VORLIEGENDER TEXT —
==============================
Es begann mit der Elephanten-Apotheke

Die eine studierte Pharmazie, die andere Chemie und gemeinsam bauten sie in der Zürcher Altstadt ein beachtliches Imperium auf: die Opopharma. Kürzlich ist ein Buch über das Lebenswerk der Gründerinnen Hermine Raths und Marguerite Steiger publiziert worden.

Wer nichts wagt, sagt der Volksmund, kann nur verlieren. Also spazierten zwei junge Frauen in eine Apotheke und fragten, ob sie zu verkaufen sei. Die Antwort der Besitzerin war – wenig überraschend: Nein! Doch nach sechs Monaten war der Verkauf perfekt: Hermine Raths, damals 28, und Marguerite Steiger, damals 25, übernahmen im Jahr
1934 nicht irgendeine, sondern die Elephanten-Apotheke an der Marktgasse 6 in Zürich, die älteste Apotheke am Platz, gegründet 1575.
Mit ihrem Überraschungscoup als Studentinnen begann der geschäftliche Aufstieg der zwei Frauen. Raths hatte Pharmazie studiert und 1937 ihren Doktortitel erworben, ihre Freundin Steiger war die erste Schweizerin, die in Chemie an der ETH den Doktorhut aufgesetzt bekam, im Jahr 1936. Kennen gelernt hatten sich die beiden an der Plattenstrasse, im Institut von Prof. Dr. Sinai Tschulok, während ihrer Vorbereitung zur Matura. Beide schlossen sie im selben Jahr ab und teilten, kaum war Marguerite Steiger volljährig, ein Zimmer in Zürich. Sie blieben ihren Lebtag lang zusammen (Raths starb 1984, Steiger 1990).
==============================
DEINE AUFGABEN —
1. In welchem Jahr wurde die Elephanten-Apotheke gegründet, laut dem Artikel über die Opopharma-Gründerinnen?
2. Schreib aus dem Artikel über die Opopharma-Gründerinnen alles ab, von „Es begann mit“ bis hinunter zu „Platz, gegründet 1575.“.
3. Führe den Artikel über die Opopharma-Gründerinnen dort weiter, wo er aufhört.

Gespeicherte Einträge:
==============================
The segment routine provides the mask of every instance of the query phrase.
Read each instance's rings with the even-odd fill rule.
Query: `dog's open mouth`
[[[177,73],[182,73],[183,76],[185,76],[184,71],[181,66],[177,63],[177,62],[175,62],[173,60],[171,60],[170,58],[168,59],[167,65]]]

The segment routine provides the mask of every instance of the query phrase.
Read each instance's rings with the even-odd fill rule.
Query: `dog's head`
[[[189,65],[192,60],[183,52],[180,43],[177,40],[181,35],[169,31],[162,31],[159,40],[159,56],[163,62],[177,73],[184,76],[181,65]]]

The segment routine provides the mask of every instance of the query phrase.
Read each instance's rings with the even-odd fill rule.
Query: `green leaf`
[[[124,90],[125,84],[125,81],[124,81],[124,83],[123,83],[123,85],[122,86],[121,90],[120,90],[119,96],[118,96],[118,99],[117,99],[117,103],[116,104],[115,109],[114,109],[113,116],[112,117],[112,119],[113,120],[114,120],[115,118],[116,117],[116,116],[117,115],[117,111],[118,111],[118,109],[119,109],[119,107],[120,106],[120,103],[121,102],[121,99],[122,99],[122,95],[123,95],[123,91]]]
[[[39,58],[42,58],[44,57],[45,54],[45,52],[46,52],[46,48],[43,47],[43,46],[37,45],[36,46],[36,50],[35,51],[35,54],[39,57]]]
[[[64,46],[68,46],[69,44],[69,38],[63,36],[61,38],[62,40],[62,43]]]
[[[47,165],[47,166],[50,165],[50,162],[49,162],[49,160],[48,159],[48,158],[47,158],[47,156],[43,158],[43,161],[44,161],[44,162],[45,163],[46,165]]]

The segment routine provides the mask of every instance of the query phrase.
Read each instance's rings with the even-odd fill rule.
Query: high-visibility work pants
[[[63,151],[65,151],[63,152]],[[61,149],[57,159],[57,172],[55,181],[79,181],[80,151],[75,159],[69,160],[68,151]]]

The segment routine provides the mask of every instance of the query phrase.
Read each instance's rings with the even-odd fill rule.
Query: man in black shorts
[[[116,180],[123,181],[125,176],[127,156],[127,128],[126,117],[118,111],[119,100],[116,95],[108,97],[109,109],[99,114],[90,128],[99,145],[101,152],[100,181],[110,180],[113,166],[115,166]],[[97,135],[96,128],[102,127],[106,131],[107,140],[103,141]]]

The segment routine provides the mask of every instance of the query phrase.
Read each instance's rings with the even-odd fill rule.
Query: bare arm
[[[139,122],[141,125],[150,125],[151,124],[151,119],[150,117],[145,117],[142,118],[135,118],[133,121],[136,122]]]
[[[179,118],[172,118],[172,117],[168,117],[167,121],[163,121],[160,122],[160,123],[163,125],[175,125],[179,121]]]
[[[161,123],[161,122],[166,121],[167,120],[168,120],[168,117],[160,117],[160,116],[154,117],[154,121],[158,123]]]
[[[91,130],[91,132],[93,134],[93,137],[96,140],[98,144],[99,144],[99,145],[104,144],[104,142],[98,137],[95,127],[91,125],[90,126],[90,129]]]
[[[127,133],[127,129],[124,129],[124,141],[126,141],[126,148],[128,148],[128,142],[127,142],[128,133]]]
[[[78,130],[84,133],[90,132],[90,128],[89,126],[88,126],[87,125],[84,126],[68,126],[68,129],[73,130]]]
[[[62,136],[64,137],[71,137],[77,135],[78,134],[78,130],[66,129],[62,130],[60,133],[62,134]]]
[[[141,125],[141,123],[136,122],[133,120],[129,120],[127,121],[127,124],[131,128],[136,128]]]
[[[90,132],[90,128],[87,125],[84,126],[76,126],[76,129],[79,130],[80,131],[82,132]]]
==============================
DIE LÖSUNGEN —
1. Im Jahr 1575.

2.
Es begann mit der Elephanten-Apotheke

Die eine studierte Pharmazie, die andere Chemie und gemeinsam bauten sie in der Zürcher Altstadt ein beachtliches Imperium auf: die Opopharma. Kürzlich ist ein Buch über das Lebenswerk der Gründerinnen Hermine Raths und Marguerite Steiger publiziert worden.

Wer nichts wagt, sagt der Volksmund, kann nur verlieren. Also spazierten zwei junge Frauen in eine Apotheke und fragten, ob sie zu verkaufen sei. Die Antwort der Besitzerin war – wenig überraschend: Nein! Doch nach sechs Monaten war der Verkauf perfekt: Hermine Raths, damals 28, und Marguerite Steiger, damals 25, übernahmen im Jahr
1934 nicht irgendeine, sondern die Elephanten-Apotheke an der Marktgasse 6 in Zürich, die älteste Apotheke am Platz, gegründet 1575.

3.
Wenige Jahre nach dem Kauf der Apotheke übernahmen sie den Vertrieb der Hormonpräparate der niederländischen Unternehmung Organon. Die Firma war 1923 von Saal van Zwanenberg gegründet worden, dem Besitzer einer Grossschlachterei. Van Zwanenberg suchte nach einer Nutzung für die Bauchspeicheldrüsen von getöteten Schweinen. Der Zufall wollte es, dass Steigers Doktorvater für Organon arbeitete. Raths und Steiger gründeten die Opopharma und verkauften die Produkte der Niederländer, darunter solche, die Schwangerschaften verhindern halfen. Originellerweise kamen später Babypuder oder das Babyshampoo von Johnson & Johnson hinzu, bis Johnson eine eigene Vertriebsfirma eröffnete und Opopharma die Verträge kündigte.
Nach dem Tod der Gründerinnen wurde die Opopharma in eine Stiftung überführt; Präsident ist Rechtsanwalt und Willensvollstrecker Martin Usteri. Der Stiftung gehören – neben dem Pharmaunternehmen – mehrere Immobilien, darunter die Altstadthäuser «Zum Roten Adler» (Kirchgasse 42, wo sich der frisch renovierte Sitz der Stiftung befindet), «Zum Judentempel» (Marktgasse 4), «Zum Goldenen Schild» (Marktgasse 6) sowie das Haus «Zum weissen Fräuli» und jenes an der Oberen Zäune 12. Die Oberen Zäune 14 wurden 1987 von der Opopharma an Arnold Meyer («Taxi-Meyer») verkauft mit der Auflage, das Kaufobjekt «nicht zu unsittlichen Zwecken zu benützen beziehungsweise benützen zu lassen, namentlich nicht für das Sexgewerbe». – Nicht vorenthalten seien den Lesern die «7 Säulen des Erfolgs» von Raths und Steiger:
1. Suche das Business!
2. Morgenstund’ hat Gold im Mund.
3. Sei vom Produkt überzeugt, das du verkaufst!
4. Sei hartnäckig!
5. Sei kreativ, innovativ und flexibel!
6. Schau nach vorne, nie zurück!
7. Schweige dich über deinen Erfolg aus!
Punkt 7 dürfte der zürcherischste von allen sein. – Die Elephanten-Apotheke wurde nach 419 Jahren Betrieb wegen anhaltend schlechtem Geschäftsgang am 30. Dezember 1994 geschlossen – zwei Tage vor Einführung der Mehrwertsteuer in der Schweiz. Zwei der letzten Reklameschilder im Fenster der Apotheke: «Kik hält Insekten fern.» Und «Trosyd – Fusspilz ade!»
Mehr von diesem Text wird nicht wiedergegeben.